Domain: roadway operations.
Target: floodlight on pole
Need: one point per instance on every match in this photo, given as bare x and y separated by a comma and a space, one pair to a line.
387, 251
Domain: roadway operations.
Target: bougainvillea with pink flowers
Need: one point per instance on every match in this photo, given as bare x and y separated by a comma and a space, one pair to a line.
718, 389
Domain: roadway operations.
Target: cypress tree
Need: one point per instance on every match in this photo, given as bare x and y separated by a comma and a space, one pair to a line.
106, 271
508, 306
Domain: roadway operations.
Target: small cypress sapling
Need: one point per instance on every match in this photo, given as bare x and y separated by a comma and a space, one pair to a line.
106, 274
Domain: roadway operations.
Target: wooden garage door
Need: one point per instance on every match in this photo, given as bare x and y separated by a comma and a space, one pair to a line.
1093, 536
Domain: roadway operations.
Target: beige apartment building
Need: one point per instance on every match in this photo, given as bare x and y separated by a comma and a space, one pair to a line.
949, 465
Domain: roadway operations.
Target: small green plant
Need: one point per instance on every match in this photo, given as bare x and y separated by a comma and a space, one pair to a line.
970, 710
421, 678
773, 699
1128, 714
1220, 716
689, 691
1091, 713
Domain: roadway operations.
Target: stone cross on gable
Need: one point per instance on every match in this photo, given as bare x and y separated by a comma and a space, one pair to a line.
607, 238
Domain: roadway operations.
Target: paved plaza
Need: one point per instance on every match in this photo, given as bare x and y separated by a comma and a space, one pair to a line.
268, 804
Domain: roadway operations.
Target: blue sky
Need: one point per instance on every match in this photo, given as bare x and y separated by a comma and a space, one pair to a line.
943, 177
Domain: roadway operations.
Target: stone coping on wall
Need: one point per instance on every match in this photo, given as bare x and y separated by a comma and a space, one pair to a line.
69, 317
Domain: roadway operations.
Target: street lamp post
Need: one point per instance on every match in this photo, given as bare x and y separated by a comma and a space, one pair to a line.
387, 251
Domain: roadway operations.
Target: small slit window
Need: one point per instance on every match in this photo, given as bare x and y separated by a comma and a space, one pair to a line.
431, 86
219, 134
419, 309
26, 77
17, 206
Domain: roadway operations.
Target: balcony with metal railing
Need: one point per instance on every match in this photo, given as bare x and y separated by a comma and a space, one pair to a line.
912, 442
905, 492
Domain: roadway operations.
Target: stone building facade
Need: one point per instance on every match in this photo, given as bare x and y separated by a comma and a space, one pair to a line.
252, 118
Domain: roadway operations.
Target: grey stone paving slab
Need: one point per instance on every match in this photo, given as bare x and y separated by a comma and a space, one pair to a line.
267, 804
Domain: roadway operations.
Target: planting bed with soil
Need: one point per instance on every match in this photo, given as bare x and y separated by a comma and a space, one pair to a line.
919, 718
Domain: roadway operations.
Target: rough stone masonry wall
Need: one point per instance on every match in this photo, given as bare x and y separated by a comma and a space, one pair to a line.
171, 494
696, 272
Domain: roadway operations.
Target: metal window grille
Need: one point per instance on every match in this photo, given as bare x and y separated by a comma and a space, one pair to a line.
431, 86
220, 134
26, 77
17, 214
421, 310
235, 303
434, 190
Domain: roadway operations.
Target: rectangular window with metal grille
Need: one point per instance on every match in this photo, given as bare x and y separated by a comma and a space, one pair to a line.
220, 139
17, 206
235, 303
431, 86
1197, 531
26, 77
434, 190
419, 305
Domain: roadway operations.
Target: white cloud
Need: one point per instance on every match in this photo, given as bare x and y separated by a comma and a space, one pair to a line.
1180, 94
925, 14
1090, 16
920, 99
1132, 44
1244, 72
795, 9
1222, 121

################

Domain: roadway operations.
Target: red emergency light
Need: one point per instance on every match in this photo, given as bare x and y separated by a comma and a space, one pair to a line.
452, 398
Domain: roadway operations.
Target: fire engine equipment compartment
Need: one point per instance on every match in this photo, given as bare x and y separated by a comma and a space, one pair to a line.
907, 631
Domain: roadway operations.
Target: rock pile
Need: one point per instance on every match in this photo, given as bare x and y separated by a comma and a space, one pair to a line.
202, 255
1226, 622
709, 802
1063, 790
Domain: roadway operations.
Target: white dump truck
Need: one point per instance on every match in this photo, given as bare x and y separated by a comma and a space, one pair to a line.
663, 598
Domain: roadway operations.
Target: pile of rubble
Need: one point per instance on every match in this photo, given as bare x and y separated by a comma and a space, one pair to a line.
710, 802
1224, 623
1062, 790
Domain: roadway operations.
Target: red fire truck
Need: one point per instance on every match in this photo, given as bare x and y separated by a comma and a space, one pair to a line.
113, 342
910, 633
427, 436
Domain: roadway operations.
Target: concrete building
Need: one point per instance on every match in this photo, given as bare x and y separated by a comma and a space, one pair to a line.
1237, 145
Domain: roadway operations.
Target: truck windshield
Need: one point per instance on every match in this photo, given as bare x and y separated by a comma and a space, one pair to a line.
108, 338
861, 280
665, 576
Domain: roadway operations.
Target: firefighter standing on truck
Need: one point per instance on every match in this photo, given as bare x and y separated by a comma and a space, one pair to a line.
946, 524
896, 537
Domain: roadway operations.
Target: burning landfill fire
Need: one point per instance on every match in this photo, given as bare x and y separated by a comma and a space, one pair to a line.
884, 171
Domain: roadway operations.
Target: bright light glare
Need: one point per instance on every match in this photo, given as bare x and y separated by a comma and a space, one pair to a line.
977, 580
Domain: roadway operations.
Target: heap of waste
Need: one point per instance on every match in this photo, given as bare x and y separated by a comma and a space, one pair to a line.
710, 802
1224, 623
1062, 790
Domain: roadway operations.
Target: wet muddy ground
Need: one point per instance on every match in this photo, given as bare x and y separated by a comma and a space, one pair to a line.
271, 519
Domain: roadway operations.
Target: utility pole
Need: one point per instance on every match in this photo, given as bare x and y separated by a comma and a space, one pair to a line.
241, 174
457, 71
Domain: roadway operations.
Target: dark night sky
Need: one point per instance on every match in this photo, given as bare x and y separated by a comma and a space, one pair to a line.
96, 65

################

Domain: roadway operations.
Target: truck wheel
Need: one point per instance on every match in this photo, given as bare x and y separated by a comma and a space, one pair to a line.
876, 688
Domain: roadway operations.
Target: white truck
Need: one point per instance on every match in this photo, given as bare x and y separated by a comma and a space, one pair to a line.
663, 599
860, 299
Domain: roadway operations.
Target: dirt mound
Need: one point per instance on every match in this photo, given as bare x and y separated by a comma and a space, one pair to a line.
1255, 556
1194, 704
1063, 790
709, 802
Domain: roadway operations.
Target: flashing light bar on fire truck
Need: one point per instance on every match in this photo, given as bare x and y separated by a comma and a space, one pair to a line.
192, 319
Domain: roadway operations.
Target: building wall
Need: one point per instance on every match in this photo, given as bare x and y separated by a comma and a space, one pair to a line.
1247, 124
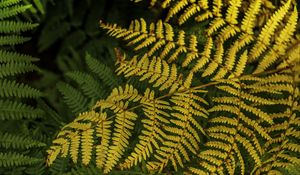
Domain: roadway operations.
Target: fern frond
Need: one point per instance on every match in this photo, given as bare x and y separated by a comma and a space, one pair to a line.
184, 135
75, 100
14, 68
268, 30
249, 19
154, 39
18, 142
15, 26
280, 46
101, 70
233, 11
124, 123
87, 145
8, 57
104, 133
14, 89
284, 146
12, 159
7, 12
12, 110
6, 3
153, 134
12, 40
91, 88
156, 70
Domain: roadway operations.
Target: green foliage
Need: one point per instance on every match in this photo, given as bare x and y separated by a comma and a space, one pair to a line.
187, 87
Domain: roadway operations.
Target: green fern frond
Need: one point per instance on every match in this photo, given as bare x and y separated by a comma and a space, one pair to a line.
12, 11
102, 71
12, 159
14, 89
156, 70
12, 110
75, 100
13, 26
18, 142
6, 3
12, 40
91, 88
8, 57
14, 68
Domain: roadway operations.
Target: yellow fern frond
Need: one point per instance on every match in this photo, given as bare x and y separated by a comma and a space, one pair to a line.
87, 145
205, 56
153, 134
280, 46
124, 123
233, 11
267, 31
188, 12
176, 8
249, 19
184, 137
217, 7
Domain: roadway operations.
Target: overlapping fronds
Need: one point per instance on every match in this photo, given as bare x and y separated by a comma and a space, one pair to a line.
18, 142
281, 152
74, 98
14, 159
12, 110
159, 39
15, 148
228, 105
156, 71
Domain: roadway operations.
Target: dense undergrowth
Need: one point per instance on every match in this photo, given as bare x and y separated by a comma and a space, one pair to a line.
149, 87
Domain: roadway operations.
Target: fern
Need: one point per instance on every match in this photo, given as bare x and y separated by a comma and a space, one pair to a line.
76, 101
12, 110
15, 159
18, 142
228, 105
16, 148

################

AIM OF THE TASK
The answer must be a single number: the count of lines in the entries that include "cypress".

ANSWER BOX
2